» **SUPPLIED ENTRIES**:
——————

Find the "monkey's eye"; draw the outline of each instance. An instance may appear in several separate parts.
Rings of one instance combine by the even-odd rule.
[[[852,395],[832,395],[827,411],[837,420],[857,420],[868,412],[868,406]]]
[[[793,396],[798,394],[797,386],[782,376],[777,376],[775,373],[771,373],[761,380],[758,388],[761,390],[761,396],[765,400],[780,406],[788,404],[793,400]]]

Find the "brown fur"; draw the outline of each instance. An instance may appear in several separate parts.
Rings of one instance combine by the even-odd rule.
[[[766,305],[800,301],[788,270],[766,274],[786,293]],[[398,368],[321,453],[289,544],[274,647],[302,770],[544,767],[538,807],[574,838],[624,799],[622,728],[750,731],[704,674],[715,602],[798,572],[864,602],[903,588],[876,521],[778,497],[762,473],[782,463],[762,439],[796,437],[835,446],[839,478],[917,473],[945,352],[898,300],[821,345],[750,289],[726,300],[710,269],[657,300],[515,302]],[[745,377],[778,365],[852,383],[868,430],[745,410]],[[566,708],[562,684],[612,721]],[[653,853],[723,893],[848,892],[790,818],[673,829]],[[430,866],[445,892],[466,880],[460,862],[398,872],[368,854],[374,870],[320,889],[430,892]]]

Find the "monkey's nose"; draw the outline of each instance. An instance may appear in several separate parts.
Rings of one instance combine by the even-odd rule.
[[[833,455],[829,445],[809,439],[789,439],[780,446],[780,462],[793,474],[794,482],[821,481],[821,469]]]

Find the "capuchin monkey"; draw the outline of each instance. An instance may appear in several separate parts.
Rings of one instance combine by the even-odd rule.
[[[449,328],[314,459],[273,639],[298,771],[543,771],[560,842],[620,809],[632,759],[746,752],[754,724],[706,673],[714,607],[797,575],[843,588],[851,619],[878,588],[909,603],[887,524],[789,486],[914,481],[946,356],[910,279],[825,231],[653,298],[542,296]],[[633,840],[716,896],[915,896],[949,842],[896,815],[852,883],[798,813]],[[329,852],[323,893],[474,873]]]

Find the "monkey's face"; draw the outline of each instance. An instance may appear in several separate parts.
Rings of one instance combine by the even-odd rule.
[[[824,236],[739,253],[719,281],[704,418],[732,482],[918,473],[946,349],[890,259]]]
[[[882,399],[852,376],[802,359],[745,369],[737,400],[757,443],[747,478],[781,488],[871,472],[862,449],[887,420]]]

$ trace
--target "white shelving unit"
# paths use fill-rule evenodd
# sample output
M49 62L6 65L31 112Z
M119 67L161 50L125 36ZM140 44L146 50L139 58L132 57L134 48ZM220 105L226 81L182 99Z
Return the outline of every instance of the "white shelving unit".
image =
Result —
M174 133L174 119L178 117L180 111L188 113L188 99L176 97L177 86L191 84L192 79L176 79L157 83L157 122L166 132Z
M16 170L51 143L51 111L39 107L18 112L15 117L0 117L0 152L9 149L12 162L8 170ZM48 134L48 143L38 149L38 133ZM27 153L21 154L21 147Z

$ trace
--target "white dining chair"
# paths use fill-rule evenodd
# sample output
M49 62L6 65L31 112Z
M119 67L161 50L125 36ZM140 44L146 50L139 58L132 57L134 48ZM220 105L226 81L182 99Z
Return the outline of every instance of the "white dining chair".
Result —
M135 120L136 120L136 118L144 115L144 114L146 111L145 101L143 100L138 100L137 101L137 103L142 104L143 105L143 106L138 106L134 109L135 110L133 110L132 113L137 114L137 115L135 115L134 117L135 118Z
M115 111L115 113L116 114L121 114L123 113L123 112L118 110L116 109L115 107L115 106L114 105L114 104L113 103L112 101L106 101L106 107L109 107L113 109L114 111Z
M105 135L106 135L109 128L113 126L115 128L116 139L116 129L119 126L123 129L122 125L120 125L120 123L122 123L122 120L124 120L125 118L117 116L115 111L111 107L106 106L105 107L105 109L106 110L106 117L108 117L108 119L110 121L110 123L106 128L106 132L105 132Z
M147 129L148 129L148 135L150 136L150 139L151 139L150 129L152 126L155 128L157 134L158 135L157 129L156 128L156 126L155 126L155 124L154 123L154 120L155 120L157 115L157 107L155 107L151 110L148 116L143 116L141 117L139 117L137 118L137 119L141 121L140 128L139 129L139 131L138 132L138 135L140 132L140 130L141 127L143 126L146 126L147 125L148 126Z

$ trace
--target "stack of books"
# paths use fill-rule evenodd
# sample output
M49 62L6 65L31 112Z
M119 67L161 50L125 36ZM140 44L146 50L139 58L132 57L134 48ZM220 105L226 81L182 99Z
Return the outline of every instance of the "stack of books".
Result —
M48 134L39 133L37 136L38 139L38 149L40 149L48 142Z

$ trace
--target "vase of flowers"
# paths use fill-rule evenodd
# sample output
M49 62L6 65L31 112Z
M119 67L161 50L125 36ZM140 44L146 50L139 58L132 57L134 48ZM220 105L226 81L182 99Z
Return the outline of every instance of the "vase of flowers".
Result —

——————

» **INSTRUCTIONS TO FOLLOW**: List every line in the records that contains the string "target", copying each such line in full.

» **RESULT OF THE TASK**:
--target "white shelving unit"
--target "white dining chair"
--target "stack of books"
--target "vase of flowers"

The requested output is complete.